_YOUR TASK:_ What you should write out is every line from the one containing "Phrase: van side mirror" to the end of the data, exactly and with nothing else.

(Extracted records)
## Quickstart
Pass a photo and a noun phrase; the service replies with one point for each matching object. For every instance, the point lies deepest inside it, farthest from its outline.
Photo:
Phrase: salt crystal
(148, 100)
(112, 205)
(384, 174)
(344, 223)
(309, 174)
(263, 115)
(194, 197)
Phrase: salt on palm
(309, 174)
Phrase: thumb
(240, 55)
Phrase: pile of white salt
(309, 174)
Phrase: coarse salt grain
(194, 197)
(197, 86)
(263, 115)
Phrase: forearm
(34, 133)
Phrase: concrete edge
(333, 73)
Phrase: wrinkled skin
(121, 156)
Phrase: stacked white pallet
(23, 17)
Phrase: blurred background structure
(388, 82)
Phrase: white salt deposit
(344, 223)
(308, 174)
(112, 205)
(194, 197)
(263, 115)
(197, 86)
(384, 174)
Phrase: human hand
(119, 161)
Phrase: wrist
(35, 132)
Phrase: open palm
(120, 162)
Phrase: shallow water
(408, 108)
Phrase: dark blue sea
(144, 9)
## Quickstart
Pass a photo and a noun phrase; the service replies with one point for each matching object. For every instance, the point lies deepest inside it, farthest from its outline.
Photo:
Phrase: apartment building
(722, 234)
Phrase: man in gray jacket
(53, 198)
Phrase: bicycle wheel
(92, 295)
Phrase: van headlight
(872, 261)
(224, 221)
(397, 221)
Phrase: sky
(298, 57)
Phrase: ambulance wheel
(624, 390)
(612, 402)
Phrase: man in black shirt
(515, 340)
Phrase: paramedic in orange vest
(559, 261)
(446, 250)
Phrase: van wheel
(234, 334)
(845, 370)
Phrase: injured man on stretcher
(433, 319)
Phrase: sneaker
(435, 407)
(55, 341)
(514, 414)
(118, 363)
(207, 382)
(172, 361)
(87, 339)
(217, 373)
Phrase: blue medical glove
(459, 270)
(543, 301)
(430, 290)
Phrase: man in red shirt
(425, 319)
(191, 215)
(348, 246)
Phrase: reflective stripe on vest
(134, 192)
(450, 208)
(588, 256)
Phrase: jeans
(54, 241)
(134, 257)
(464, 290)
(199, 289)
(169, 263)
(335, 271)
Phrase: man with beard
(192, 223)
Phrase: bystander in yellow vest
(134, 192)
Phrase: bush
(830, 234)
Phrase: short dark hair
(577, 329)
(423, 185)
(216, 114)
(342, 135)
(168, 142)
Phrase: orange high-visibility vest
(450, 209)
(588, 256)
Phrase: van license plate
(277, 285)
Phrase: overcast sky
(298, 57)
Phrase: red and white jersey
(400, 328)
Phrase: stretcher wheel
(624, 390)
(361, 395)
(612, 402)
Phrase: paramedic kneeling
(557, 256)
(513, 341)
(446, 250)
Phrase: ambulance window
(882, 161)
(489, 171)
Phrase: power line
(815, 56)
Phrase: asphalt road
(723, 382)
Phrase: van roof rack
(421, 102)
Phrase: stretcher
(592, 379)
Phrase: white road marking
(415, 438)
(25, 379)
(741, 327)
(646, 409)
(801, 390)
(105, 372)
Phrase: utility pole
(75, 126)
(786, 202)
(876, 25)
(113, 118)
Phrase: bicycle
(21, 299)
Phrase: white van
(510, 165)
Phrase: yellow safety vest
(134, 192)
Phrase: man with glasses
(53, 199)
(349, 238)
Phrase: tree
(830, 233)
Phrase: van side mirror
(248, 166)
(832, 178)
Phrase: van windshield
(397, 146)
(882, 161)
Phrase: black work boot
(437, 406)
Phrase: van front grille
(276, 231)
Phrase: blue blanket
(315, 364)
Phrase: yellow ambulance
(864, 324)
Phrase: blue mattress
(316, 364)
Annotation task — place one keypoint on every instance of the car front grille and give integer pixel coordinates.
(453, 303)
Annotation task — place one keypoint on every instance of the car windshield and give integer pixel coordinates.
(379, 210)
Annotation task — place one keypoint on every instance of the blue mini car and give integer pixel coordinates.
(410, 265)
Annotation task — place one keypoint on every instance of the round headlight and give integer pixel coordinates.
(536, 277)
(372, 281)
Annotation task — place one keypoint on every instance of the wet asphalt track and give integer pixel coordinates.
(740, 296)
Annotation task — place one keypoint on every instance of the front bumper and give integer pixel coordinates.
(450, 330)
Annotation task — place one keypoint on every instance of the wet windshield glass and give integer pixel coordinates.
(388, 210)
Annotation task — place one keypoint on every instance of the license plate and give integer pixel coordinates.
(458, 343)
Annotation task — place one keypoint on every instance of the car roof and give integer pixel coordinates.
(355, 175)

_RESPONSE AREA:_
Phrase: van side mirror
(248, 166)
(832, 178)
Phrase: van windshield
(397, 146)
(882, 161)
Phrase: black work boot
(437, 406)
Phrase: van front grille
(276, 231)
Phrase: blue blanket
(315, 364)
Phrase: yellow ambulance
(864, 324)
Phrase: blue mattress
(316, 364)
Annotation task — place one keypoint on every instance of the car front grille and give integer pixel coordinates.
(453, 303)
Annotation task — place one keypoint on every instance of the car windshield and give integer pixel coordinates.
(379, 210)
Annotation task — place one keypoint on every instance of the blue mini car and give integer pixel coordinates.
(410, 265)
Annotation task — place one keypoint on every instance of the round headlight and give integer pixel coordinates.
(536, 277)
(372, 281)
Annotation task — place one keypoint on every instance of the wet asphalt track and give integer pixel coordinates.
(740, 296)
Annotation task — place one keypoint on every instance of the front bumper and give integer pixel coordinates.
(450, 330)
Annotation task — place one keypoint on every instance of the wet windshield glass and give integer pixel coordinates.
(388, 210)
Annotation task — place one keypoint on every instance of the license plate and give integer pixel coordinates.
(458, 343)
Annotation task — place one keypoint on every instance of the car roof and give integer pixel coordinates.
(355, 175)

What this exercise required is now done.